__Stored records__
★ ★ ★ ★ ★

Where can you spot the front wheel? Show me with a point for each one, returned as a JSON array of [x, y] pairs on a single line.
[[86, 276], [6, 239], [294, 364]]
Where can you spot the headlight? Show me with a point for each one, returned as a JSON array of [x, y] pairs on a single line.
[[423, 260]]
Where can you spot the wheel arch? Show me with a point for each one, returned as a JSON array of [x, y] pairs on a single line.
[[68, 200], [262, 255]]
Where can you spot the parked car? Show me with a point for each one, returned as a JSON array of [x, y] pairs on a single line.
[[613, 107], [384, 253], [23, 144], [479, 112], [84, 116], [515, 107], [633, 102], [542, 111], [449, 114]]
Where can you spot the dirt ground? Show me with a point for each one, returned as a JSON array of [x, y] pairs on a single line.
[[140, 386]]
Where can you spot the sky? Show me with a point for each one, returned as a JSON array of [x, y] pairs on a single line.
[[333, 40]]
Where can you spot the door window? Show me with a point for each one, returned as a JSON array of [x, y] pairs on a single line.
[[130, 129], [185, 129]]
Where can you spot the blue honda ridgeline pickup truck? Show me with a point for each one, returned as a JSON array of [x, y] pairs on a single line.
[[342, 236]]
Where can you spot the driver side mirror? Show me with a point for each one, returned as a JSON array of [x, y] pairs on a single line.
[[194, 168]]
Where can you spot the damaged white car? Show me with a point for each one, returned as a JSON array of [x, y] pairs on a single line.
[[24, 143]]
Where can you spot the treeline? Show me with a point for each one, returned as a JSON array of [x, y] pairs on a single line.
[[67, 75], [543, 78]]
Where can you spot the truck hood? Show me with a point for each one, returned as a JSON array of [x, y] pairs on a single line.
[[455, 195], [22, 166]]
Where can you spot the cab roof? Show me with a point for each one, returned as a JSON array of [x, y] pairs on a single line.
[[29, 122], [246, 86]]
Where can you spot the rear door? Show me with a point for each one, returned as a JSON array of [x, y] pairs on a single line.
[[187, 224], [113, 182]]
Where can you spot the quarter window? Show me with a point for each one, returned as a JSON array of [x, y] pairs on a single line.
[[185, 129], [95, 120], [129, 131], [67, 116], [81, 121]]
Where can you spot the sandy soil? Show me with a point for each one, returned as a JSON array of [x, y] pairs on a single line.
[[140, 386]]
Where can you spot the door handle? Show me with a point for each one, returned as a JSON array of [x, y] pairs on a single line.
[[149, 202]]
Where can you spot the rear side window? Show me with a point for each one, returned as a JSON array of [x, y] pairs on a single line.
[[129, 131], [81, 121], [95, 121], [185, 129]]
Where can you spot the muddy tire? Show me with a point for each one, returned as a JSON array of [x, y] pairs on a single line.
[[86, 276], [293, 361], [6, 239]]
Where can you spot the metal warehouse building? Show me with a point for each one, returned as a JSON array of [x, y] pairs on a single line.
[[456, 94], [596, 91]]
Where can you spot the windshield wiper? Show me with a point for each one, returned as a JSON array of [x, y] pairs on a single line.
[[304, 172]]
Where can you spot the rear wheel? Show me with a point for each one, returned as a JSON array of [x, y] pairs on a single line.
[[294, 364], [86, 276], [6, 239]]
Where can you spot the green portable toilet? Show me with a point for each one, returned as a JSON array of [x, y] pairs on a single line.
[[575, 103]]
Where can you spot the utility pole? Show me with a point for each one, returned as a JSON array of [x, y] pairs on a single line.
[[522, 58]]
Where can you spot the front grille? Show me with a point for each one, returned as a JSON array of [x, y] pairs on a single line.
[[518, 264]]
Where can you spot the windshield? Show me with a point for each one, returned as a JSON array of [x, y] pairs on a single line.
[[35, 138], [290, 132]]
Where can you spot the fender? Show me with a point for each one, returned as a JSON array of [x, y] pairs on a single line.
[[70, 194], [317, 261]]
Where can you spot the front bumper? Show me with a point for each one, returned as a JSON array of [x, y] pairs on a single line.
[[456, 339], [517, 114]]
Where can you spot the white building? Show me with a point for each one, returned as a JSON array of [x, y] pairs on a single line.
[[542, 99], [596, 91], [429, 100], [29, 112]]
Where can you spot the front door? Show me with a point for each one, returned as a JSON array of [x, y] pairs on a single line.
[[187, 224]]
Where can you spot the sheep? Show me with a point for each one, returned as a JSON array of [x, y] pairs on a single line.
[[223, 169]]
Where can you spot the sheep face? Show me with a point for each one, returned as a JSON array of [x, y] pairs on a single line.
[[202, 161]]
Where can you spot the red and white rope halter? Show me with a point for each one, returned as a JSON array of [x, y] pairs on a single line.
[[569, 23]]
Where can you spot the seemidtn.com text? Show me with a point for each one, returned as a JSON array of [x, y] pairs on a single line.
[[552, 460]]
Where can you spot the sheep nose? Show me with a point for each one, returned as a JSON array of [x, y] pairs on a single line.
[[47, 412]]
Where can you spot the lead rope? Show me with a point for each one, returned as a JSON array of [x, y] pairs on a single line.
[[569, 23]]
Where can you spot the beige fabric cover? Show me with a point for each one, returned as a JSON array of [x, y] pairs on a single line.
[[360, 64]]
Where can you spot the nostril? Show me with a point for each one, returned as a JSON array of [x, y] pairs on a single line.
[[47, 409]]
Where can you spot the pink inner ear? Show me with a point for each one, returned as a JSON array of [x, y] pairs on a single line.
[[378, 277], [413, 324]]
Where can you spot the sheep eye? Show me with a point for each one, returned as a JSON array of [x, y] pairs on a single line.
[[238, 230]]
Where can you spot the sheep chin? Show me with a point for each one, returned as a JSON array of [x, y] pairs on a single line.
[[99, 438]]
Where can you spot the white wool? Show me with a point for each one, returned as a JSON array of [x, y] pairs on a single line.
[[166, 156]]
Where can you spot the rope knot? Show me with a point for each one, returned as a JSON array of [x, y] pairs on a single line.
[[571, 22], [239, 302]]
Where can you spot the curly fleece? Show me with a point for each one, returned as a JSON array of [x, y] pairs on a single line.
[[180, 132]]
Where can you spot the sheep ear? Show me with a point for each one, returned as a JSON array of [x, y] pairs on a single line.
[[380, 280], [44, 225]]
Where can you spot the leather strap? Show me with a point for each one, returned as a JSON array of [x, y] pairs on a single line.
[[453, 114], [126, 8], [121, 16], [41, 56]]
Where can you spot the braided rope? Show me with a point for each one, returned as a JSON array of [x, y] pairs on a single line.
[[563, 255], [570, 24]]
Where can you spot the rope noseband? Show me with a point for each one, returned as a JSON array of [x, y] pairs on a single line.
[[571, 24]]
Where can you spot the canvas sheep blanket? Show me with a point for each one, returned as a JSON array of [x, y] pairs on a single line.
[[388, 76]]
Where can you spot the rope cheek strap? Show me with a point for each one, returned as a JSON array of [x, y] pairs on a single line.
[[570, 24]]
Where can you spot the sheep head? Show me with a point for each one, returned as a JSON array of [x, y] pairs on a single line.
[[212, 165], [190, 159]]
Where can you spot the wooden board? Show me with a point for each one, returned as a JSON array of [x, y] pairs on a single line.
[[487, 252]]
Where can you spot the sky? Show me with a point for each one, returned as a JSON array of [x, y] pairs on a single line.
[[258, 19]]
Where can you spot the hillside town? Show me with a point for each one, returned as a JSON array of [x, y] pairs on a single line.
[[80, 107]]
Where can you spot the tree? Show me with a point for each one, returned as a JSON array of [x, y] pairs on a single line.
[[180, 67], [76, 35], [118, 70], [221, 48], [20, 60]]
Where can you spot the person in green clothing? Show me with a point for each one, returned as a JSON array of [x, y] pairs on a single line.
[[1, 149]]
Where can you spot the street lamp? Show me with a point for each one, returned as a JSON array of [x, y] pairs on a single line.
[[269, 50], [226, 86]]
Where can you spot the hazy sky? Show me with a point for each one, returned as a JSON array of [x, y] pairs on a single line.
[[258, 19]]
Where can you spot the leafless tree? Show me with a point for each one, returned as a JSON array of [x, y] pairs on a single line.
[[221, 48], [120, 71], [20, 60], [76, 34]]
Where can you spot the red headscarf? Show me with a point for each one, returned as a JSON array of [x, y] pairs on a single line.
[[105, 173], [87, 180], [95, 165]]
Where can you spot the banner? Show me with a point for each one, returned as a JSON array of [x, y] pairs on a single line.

★ ★ ★ ★ ★

__What to produce__
Locate the line that contains "Where can you spot the street", then please quote it and every line after it to the end of the entries above, exactly and with nothing else.

__Answer to the exercise__
Where can you spot the street lamp? Show me with a point for each one, returned as a JSON array of [x, y] pairs on a single line.
[[269, 50], [226, 86]]
Where can you spot the hazy sky? Show me with a point for each one, returned as a JSON array of [x, y] pairs on a single line.
[[258, 19]]
Where can you spot the leafless tree? Show me with a point for each one, returned as a JSON array of [x, y] pairs on a single line.
[[221, 48], [120, 71], [20, 60], [76, 34]]
Where can you spot the red headscarf? Show me with a point for each one, returned as a JSON array of [x, y] pairs on a single line.
[[105, 173], [87, 180], [95, 165]]
Where can you spot the banner? Show me with a point for each one, returned as a JSON array of [x, y] pairs on a single line.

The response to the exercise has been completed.